WORK TO COMPLETE ▸ When you write out the records, keep every line exactly as it is.

Records contained in a dataset
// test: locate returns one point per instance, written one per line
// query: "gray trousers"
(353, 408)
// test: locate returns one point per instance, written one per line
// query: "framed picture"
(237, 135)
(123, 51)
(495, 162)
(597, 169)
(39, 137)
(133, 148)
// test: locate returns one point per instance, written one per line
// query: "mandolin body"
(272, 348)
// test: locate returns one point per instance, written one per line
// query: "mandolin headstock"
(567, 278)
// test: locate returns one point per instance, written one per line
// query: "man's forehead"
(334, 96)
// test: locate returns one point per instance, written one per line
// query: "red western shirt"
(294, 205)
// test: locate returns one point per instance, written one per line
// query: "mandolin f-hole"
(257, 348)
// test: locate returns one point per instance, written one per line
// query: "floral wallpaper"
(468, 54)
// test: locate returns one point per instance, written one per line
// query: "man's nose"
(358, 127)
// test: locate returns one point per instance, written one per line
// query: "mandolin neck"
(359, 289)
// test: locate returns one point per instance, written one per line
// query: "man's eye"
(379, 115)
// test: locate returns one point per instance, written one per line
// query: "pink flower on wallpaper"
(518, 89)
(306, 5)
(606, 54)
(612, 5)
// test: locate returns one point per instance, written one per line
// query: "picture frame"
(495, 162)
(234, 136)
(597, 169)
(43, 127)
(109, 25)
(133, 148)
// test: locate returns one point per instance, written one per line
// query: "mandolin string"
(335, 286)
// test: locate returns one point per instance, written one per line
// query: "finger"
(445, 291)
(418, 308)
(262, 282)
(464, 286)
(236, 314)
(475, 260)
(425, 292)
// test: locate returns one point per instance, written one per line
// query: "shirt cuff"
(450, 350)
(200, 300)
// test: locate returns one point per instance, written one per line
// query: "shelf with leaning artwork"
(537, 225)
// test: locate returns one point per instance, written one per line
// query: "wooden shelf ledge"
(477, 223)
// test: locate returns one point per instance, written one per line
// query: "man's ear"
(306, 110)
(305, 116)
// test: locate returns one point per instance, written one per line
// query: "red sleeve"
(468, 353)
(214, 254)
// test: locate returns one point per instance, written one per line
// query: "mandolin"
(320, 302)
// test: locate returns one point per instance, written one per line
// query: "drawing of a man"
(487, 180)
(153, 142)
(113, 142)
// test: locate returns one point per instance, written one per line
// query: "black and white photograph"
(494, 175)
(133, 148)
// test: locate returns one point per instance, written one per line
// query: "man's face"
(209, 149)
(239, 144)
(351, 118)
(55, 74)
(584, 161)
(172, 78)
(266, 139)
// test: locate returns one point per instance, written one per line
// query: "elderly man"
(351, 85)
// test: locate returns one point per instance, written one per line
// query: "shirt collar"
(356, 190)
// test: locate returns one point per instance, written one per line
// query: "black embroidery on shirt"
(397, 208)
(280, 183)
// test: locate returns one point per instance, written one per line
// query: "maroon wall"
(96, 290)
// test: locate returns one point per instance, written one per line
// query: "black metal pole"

OUTPUT BELOW ▸
// test: locate returns one point per instance, written one per line
// query: "gray trousers"
(353, 408)
// test: locate returns one point per instance, written one per line
// query: "framed picture"
(237, 135)
(123, 51)
(495, 162)
(597, 169)
(39, 137)
(133, 148)
// test: locate returns one point per instance, written one per line
// query: "mandolin body"
(272, 348)
// test: locate returns one point per instance, written one per line
// query: "mandolin headstock"
(567, 278)
// test: locate returns one point per instance, written one per line
// query: "man's forehead"
(334, 96)
// test: locate returns one point per instance, written one per line
// query: "red western shirt"
(294, 205)
// test: locate returns one point per instance, written one per line
// query: "mandolin f-hole"
(257, 348)
// test: locate returns one point per instance, written one per line
// query: "floral wallpaper"
(468, 54)
// test: locate returns one point per instance, written one per line
// query: "man's nose"
(358, 127)
// test: locate returns one point per instance, written one per line
// query: "mandolin neck"
(359, 289)
// test: locate returns one point per instance, written one per line
// query: "man's eye"
(379, 115)
// test: locate returns one point per instance, written one per line
// query: "pink flower on wallpaper"
(518, 89)
(306, 5)
(606, 54)
(612, 5)
// test: locate returns one point per instance, written one per line
// query: "picture frame"
(495, 162)
(234, 136)
(597, 169)
(43, 127)
(109, 25)
(133, 148)
// test: locate returns one point per instance, written one per line
// query: "mandolin string"
(335, 286)
// test: locate returns one point per instance, written one per line
// query: "finger"
(445, 291)
(418, 308)
(262, 282)
(464, 286)
(236, 314)
(475, 260)
(425, 292)
// test: locate returns one point per instance, written one per line
// query: "shirt cuff"
(450, 350)
(200, 300)
// test: locate returns one point per instance, written one per line
// query: "shelf with leaning artwork"
(537, 225)
// test: locate returns one point per instance, written one per line
// query: "wooden shelf ledge"
(477, 223)
// test: locate returns one point per instance, written one per line
// query: "man's ear"
(306, 110)
(305, 116)
// test: locate returns one point per instance, written one per line
// query: "red sleeve"
(468, 353)
(214, 254)
// test: locate returns one point per instance, written one per line
// query: "mandolin"
(320, 302)
// test: locate returns one point per instance, written one per line
// query: "drawing of a man"
(487, 180)
(153, 142)
(113, 142)
// test: locate returns one point per instance, written one per line
// query: "black and white photograph"
(494, 175)
(133, 148)
// test: locate returns one point per instance, written one per line
// query: "man's face"
(209, 149)
(239, 144)
(351, 118)
(55, 74)
(584, 161)
(172, 78)
(266, 139)
// test: locate returns one point per instance, written one per line
// query: "elderly man"
(351, 85)
// test: locate returns one point per instance, written one per line
// query: "shirt collar"
(356, 190)
// test: locate returns one point per instance, written one per line
// query: "black embroidery on shirt"
(397, 208)
(280, 183)
// test: locate returns one point per instance, written one per line
// query: "maroon wall"
(96, 290)
// test: locate returns one point per instance, written one per line
// query: "black metal pole"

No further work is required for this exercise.